### Assignment
Starting at the line that holds "[locate] the rock in", restate every line word for word up to and including the last one in the listing below, and omit all pictures.

### Records for this exercise
=-=-=-=-=
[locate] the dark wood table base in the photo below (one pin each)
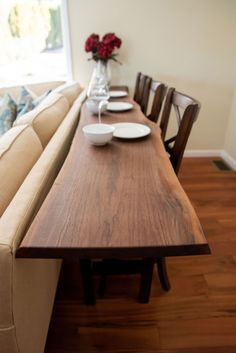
(115, 267)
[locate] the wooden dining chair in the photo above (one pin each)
(186, 110)
(142, 90)
(158, 89)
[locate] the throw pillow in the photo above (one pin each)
(39, 99)
(26, 98)
(8, 109)
(27, 108)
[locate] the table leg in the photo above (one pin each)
(162, 272)
(146, 280)
(87, 280)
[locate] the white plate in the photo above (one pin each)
(117, 94)
(119, 106)
(130, 130)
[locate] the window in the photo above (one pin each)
(32, 41)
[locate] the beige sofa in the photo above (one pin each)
(31, 154)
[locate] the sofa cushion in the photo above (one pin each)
(20, 148)
(8, 109)
(70, 90)
(46, 117)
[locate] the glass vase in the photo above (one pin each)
(98, 89)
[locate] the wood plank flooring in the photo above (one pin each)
(197, 315)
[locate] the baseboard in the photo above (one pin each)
(202, 153)
(212, 153)
(228, 159)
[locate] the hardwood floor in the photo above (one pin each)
(197, 315)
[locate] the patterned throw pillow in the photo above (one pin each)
(39, 99)
(25, 100)
(28, 100)
(8, 109)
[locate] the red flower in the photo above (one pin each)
(92, 43)
(102, 49)
(112, 40)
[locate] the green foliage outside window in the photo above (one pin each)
(39, 20)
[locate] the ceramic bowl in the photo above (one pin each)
(93, 105)
(98, 134)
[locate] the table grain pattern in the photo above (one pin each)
(122, 199)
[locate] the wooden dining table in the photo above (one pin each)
(122, 200)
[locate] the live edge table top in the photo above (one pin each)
(119, 200)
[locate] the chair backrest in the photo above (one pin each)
(159, 90)
(142, 90)
(190, 107)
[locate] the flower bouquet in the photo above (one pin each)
(103, 49)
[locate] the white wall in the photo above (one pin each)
(188, 44)
(230, 138)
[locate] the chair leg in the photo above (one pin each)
(162, 272)
(146, 280)
(87, 280)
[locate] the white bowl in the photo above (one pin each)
(98, 134)
(93, 105)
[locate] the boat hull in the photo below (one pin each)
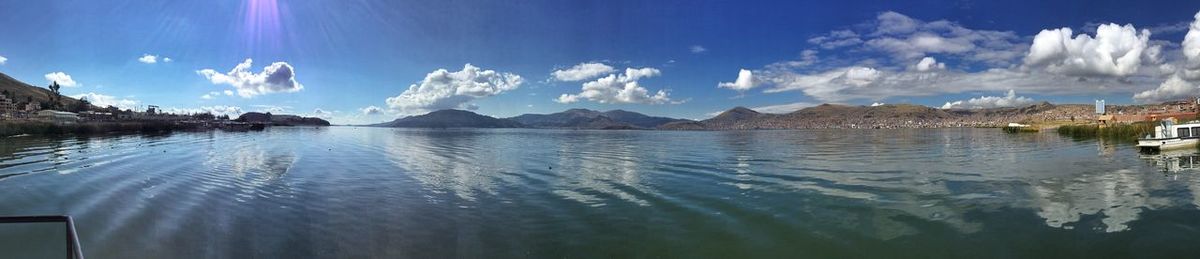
(1167, 144)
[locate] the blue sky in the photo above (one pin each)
(336, 59)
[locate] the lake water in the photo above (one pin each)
(351, 192)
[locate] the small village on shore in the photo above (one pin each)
(58, 114)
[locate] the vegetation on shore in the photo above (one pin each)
(1019, 130)
(48, 128)
(1122, 132)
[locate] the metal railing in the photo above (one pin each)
(72, 240)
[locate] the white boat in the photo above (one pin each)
(1168, 136)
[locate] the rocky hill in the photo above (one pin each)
(451, 119)
(21, 94)
(593, 119)
(281, 119)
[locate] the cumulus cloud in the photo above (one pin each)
(745, 82)
(274, 109)
(928, 64)
(453, 90)
(1116, 50)
(893, 55)
(837, 38)
(63, 79)
(1175, 88)
(783, 108)
(907, 38)
(148, 59)
(371, 110)
(582, 72)
(322, 114)
(619, 89)
(106, 101)
(984, 102)
(279, 77)
(1191, 48)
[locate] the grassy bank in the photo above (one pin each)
(1019, 130)
(1129, 132)
(39, 127)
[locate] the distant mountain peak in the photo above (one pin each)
(451, 119)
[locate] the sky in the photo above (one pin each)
(359, 61)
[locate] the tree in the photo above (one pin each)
(82, 106)
(57, 97)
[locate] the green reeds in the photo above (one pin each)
(1122, 132)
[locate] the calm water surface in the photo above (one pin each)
(346, 192)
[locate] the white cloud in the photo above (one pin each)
(928, 64)
(1116, 50)
(106, 101)
(906, 38)
(621, 89)
(567, 98)
(1191, 48)
(453, 90)
(984, 102)
(371, 110)
(893, 58)
(322, 114)
(211, 95)
(1175, 88)
(148, 59)
(63, 79)
(279, 77)
(745, 82)
(837, 38)
(783, 108)
(582, 72)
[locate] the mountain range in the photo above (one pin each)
(21, 92)
(741, 118)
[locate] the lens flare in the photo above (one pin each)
(262, 25)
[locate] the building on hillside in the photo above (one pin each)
(91, 115)
(57, 116)
(7, 109)
(33, 107)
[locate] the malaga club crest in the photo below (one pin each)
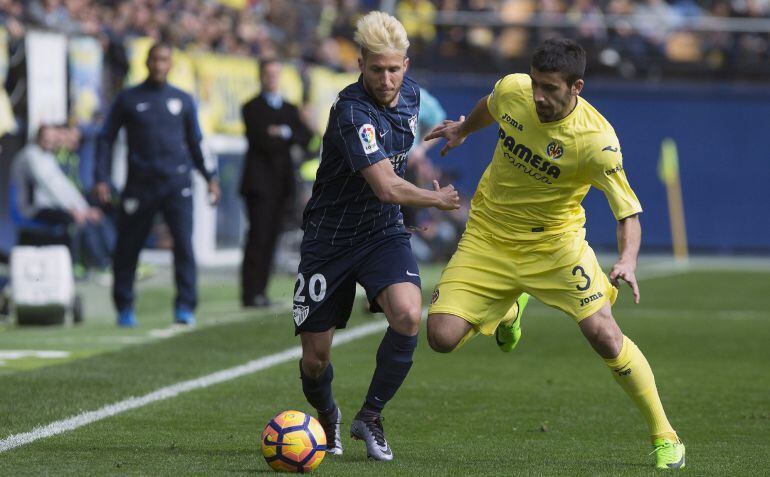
(554, 150)
(174, 106)
(413, 125)
(367, 137)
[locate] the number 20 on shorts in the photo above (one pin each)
(316, 288)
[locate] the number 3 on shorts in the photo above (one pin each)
(582, 272)
(316, 288)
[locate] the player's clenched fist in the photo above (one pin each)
(449, 199)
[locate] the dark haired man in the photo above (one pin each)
(525, 231)
(163, 146)
(273, 126)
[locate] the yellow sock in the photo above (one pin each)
(632, 371)
(510, 315)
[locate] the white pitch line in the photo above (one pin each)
(254, 366)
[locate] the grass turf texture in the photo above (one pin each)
(549, 408)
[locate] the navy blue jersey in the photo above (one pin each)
(343, 209)
(162, 133)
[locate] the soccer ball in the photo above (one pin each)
(293, 442)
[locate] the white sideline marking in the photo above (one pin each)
(173, 390)
(58, 427)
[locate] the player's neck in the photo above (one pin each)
(392, 104)
(568, 110)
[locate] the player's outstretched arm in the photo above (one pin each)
(455, 132)
(629, 240)
(391, 189)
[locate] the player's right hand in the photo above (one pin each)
(449, 130)
(102, 192)
(448, 197)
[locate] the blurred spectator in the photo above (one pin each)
(627, 37)
(273, 127)
(48, 204)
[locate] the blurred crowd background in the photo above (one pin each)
(101, 45)
(648, 38)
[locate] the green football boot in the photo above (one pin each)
(508, 332)
(668, 454)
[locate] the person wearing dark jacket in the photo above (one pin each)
(273, 126)
(163, 146)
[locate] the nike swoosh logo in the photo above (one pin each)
(276, 444)
(676, 465)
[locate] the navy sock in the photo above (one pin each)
(319, 391)
(394, 359)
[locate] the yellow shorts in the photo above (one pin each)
(486, 275)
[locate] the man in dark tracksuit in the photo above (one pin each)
(163, 145)
(273, 126)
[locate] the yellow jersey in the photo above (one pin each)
(540, 172)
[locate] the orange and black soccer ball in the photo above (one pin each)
(293, 442)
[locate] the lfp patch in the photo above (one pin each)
(554, 150)
(367, 136)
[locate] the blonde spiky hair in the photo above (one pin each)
(380, 33)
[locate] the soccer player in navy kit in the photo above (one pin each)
(354, 232)
(163, 146)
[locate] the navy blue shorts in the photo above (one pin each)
(327, 276)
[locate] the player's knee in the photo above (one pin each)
(314, 365)
(603, 333)
(407, 320)
(439, 341)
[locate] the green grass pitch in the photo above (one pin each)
(549, 408)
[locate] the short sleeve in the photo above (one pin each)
(605, 172)
(503, 90)
(356, 136)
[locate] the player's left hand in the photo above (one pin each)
(214, 192)
(626, 272)
(449, 130)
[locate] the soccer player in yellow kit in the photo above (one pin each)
(525, 230)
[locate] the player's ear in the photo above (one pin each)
(577, 87)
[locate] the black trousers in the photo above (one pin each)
(139, 205)
(266, 217)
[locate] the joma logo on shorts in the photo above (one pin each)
(594, 297)
(525, 154)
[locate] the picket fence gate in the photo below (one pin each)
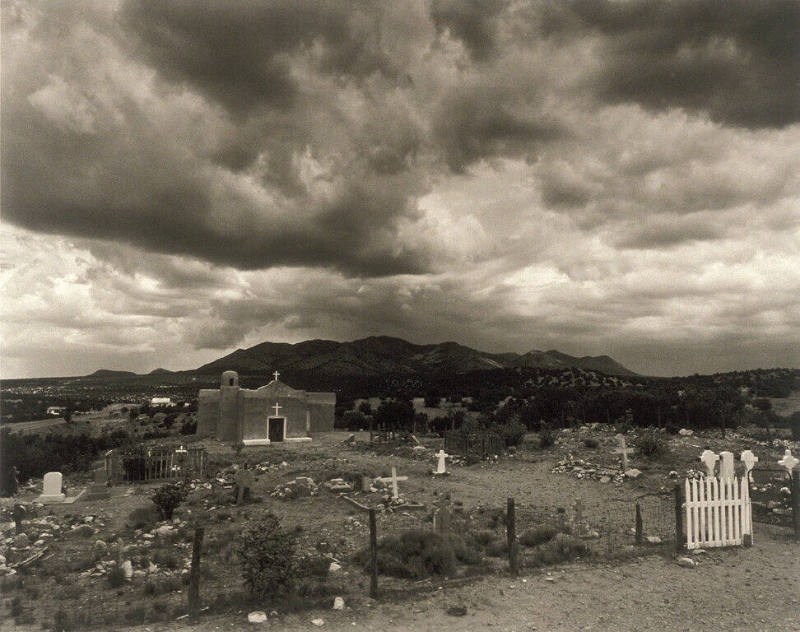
(718, 512)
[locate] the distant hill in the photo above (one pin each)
(380, 355)
(110, 373)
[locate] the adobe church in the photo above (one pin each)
(271, 413)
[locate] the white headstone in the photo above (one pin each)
(395, 491)
(440, 466)
(788, 461)
(749, 460)
(51, 488)
(726, 466)
(709, 460)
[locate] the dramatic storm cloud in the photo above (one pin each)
(181, 178)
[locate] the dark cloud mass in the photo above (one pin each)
(597, 176)
(737, 60)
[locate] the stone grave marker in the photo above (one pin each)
(726, 466)
(709, 460)
(51, 489)
(788, 461)
(623, 450)
(244, 481)
(441, 468)
(99, 489)
(749, 459)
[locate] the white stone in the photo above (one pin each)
(257, 616)
(726, 466)
(51, 488)
(788, 461)
(709, 460)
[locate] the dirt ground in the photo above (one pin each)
(733, 589)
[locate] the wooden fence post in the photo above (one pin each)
(638, 523)
(194, 573)
(678, 520)
(796, 500)
(373, 555)
(511, 532)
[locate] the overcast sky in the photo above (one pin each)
(183, 178)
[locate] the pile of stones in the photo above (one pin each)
(298, 488)
(583, 469)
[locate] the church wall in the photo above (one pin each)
(227, 429)
(207, 412)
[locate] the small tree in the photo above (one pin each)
(267, 555)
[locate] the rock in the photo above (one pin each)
(21, 541)
(457, 611)
(257, 616)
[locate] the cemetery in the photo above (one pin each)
(354, 526)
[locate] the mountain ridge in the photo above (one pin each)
(377, 355)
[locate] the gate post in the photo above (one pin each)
(678, 519)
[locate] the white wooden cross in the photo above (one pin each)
(788, 461)
(749, 459)
(624, 451)
(709, 460)
(440, 466)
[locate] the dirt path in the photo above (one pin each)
(754, 589)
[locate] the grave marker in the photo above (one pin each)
(749, 459)
(624, 450)
(709, 460)
(51, 488)
(726, 466)
(441, 468)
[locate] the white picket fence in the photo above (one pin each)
(718, 512)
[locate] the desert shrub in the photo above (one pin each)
(316, 566)
(482, 537)
(267, 556)
(537, 536)
(62, 621)
(167, 498)
(418, 554)
(547, 436)
(652, 443)
(143, 517)
(562, 548)
(513, 432)
(116, 576)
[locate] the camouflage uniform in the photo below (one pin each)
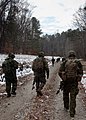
=-=-=-=-=
### Answer for this exercise
[locate] the rock in the photo above (one pin each)
(21, 541)
(457, 611)
(257, 616)
[locate] the cemetery in the photo above (one pin each)
(354, 526)
[locate] the mountain ridge in the photo above (one pin each)
(377, 355)
[locate] the gate post in the photo above (one pin each)
(678, 519)
[locate] the white wooden cross in the photo above (one pin each)
(788, 461)
(749, 459)
(624, 451)
(709, 460)
(440, 466)
[locate] the dirt path in the photo above (one pin each)
(754, 589)
[locate] the grave marker in the photo above (one pin each)
(749, 459)
(624, 450)
(709, 460)
(51, 488)
(726, 466)
(441, 468)
[locate] the white picket fence in the photo above (one pin each)
(718, 512)
[locate] the desert shrub in the photo above (one pin each)
(316, 566)
(482, 537)
(267, 556)
(537, 536)
(62, 621)
(167, 498)
(418, 554)
(547, 436)
(652, 443)
(143, 517)
(562, 548)
(513, 432)
(116, 576)
[locate] the camouflage uniform in the photo below (one pin each)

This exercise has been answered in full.